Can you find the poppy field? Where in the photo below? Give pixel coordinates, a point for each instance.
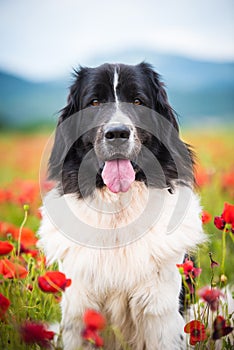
(30, 291)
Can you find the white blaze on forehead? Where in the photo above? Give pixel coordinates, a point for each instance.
(115, 84)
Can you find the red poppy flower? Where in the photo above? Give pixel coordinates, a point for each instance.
(212, 262)
(5, 247)
(32, 252)
(93, 337)
(4, 305)
(211, 296)
(53, 282)
(206, 217)
(189, 269)
(94, 320)
(196, 330)
(220, 328)
(36, 333)
(219, 222)
(228, 213)
(11, 269)
(227, 217)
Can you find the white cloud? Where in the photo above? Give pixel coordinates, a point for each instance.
(45, 38)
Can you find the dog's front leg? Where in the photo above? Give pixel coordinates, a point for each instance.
(164, 332)
(73, 307)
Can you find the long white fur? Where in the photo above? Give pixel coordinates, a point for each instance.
(135, 286)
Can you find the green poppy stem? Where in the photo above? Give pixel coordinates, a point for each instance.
(26, 208)
(223, 250)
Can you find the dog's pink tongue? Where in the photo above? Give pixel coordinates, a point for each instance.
(118, 175)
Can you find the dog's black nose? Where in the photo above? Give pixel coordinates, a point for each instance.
(114, 132)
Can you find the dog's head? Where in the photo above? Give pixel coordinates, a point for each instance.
(118, 127)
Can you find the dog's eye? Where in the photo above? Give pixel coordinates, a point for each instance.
(95, 102)
(137, 102)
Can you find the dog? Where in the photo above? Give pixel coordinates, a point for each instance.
(123, 212)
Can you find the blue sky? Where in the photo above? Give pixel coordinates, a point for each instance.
(44, 39)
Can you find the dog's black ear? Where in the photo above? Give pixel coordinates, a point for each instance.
(60, 147)
(162, 105)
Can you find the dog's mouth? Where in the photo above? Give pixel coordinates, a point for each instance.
(118, 175)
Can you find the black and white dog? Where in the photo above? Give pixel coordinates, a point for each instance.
(123, 213)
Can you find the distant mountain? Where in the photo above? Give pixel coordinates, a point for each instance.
(24, 102)
(197, 90)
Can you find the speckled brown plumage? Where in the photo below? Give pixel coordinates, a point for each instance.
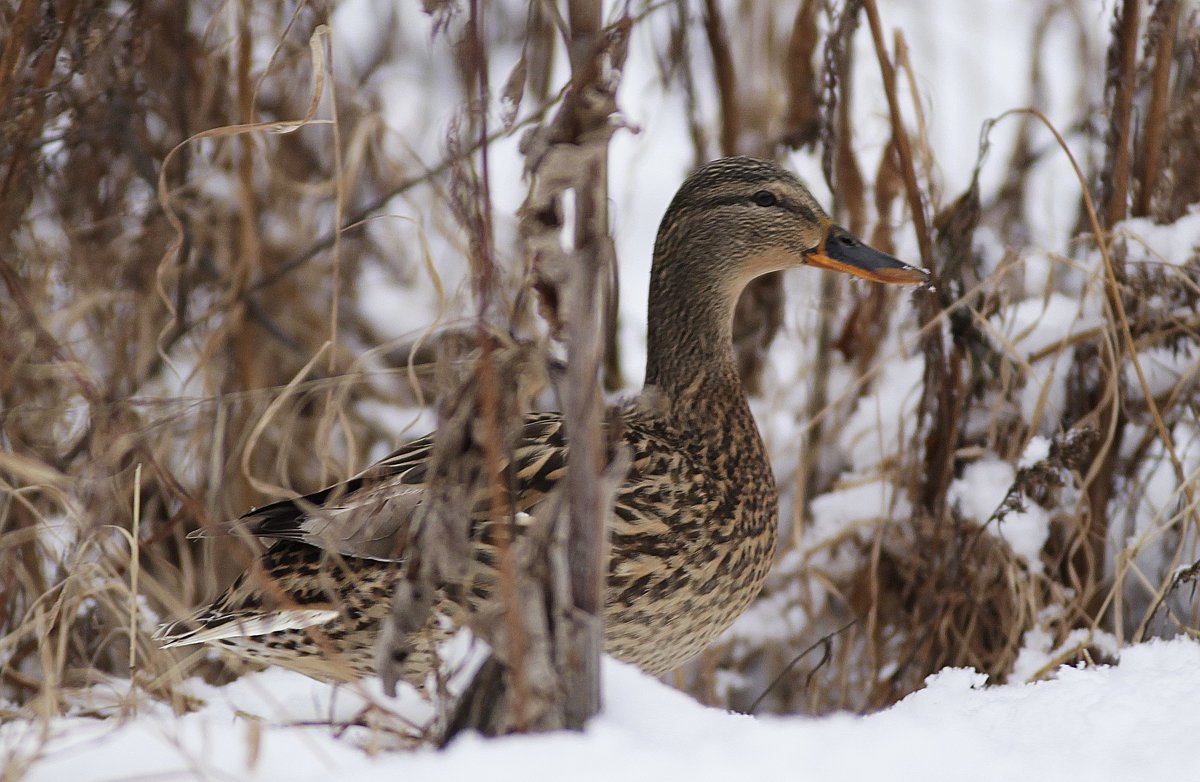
(693, 529)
◆ ◆ ◆ ◆ ◆
> **GESTELLTE AUFGABE**
Zitiere sämtliche Zeilen oben Wort für Wort und lass die Bilder dabei weg.

> **ANTWORT ZUR ÜBUNG**
Can you find the poppy field? Where in the photo below? Give pixel coordinates, a point for each instance.
(30, 291)
Can you find the white blaze on forehead? Where in the photo above? Give pixel coordinates, a point for each instance.
(115, 84)
Can you find the red poppy flower? Where in the photo above? Give pixel coordinates, a point for each instance.
(212, 262)
(5, 247)
(32, 252)
(93, 337)
(4, 305)
(211, 296)
(53, 282)
(206, 217)
(189, 269)
(94, 320)
(196, 330)
(220, 328)
(36, 333)
(219, 222)
(228, 213)
(11, 269)
(227, 217)
Can you find the white cloud? Where in the photo above? Give pixel coordinates, a point for each instance.
(45, 38)
Can you find the dog's front leg? Where in the photo above? Give pixel coordinates, a point for each instance.
(164, 332)
(73, 307)
Can you find the long white fur? Where in the photo above? Give pixel coordinates, a point for each instance.
(135, 286)
Can you find the green poppy stem? Where in the photo above? Give pixel coordinates, a point for each instance.
(26, 208)
(223, 250)
Can you find the dog's pink tongue? Where in the photo above? Give pixel coordinates, a point for each instance.
(118, 175)
Can you find the dog's black nose? Where in the photo above? Give pixel coordinates, a point for each instance.
(114, 132)
Can you find the dog's head? Where in the photo above? Give pixel coordinates, a point for each instance.
(118, 127)
Can you find the dog's eye? Where in the photo above? Give pixel coordinates, a point for each instance.
(95, 102)
(137, 102)
Can you find the dog? Where in the photo above? Give pixel coordinates, a point for each instance.
(123, 212)
Can you find the blue sky? Where in the photo above? Give pixel coordinates, a point for each instance.
(44, 39)
Can you find the dog's black ear? Where in the photo above? Give pixel coordinates, a point for each instance.
(60, 147)
(162, 105)
Can you find the dog's mouth? Where in the photo above? Give pixel coordinates, a point for each instance.
(118, 175)
Can you find the black and white dog? Where in the photo above? Give pixel coordinates, a point for each instance.
(123, 213)
Can you find the distant mountain? Where in the photo above? Give pixel coordinates, a point for each instance.
(24, 102)
(197, 90)
Can you find the speckled brown plumage? Where in the photo below? Give pixel coordinates, a point for each instance.
(693, 529)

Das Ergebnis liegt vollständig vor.